» To-do list
**1)** Could you rewrite the paragraph beginning "A large number of the soldiers" in the text on German-American Civil War soldiers more briefly, keeping its main facts?
**2)** Would you duplicate the part of the text on German-American Civil War soldiers starting at "German-Americans and the" and ending at "Civil War Park."?

» Document text
|---|
German-Americans and the Eleventh Corps - Stafford, Virginia
Posted by: Groundspeak Premium Member flyingmoose
N 38° 23.517 W 077° 24.511
18S E 289654 N 4252050
Located within the Stafford Civil War Park.
Waymark Code: WM17NXA
Location: Virginia, United States
Date Posted: 03/16/2023
Published By:Groundspeak Premium Member Benchmark Blasterz
Views: 0

A large number of the soldiers who camped in and built the roads and fortifications preserved in this park were German-Americans. Most studies of ethnicity in the Civil War have focused on Irish or African-American soldiers, yet German-Americans were the largest ethnic group in federal service, enlisting in numbers beyond their proportion to the overall population. In the Army of the Potomac, these immigrant soldiers outnumbered those of Irish descent two to one. Most came from New York and Pennsylvania; smaller numbers from Ohio, Illinois, Missouri and Wisconsin. Many participated in the early western battles of Wilson’s Creek, Carthage and Pea Ridge, where General Franz Sigel, who later briefly commanded in this area, was hailed as a hero. In the east, General Ludwig Blenker and his “German Division” were lauded for covering the Union retreat from 1st Manassas. The public’s perception of German-American soldiers, however, changed drastically after the Battle of Chancellorsville. There the 11th Corps, which contained a majority of German-speaking soldiers, under Major General Oliver Otis Howard, a West Point graduate from Maine was flanked and decisively defeated by Stonewall Jackson’s veteran Confederate infantrymen.
|---|
» Provided data
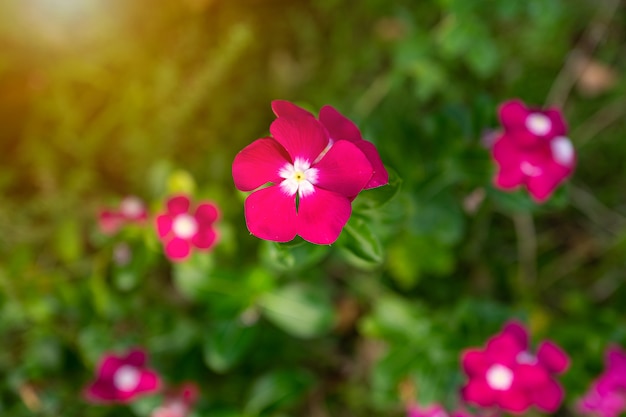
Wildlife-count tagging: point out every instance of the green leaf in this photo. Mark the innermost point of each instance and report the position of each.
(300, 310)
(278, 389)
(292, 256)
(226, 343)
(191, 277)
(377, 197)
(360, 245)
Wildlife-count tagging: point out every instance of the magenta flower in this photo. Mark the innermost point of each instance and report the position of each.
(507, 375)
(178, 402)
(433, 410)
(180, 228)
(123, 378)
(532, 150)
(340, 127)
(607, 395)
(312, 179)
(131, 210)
|---|
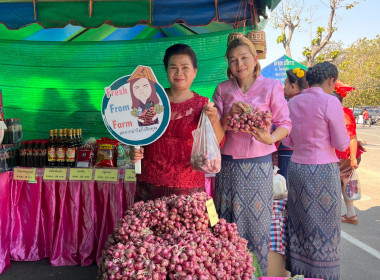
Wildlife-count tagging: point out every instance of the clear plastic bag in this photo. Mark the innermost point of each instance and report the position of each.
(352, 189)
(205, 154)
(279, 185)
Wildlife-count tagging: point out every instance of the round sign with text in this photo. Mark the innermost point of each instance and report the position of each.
|---|
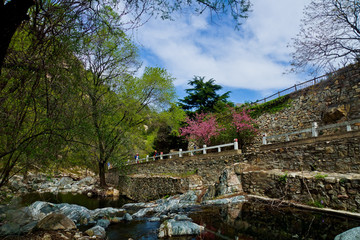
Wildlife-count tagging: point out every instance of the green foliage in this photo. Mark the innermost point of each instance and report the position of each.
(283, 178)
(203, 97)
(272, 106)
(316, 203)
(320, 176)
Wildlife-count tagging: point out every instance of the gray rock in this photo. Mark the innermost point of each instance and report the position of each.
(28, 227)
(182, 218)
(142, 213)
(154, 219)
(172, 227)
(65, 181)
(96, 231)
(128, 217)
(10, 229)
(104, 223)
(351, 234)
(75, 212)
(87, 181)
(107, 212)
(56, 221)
|---|
» Answers in order
**1)** Many of the soldiers who camped in this park and built its roads and fortifications were German-Americans. They were the largest ethnic group in federal service and enlisted beyond their share of the population, yet most studies have focused on Irish or African-American soldiers. In the Army of the Potomac they outnumbered Irish-descended soldiers two to one. Most came from New York and Pennsylvania, with fewer from Ohio, Illinois, Missouri and Wisconsin. In the west, many fought at Wilson's Creek, Carthage and Pea Ridge, where General Franz Sigel, who later briefly commanded in this area, was hailed as a hero. In the east, General Ludwig Blenker's "German Division" was praised for covering the Union retreat from 1st Manassas. Public opinion turned sharply after Chancellorsville. There the 11th Corps, mostly German-speaking and led by Major General Oliver Otis Howard, a West Point graduate from Maine, was flanked and decisively defeated by Stonewall Jackson's veteran Confederate infantry.

**2)**
German-Americans and the Eleventh Corps - Stafford, Virginia
Posted by: Groundspeak Premium Member flyingmoose
N 38° 23.517 W 077° 24.511
18S E 289654 N 4252050
Located within the Stafford Civil War Park.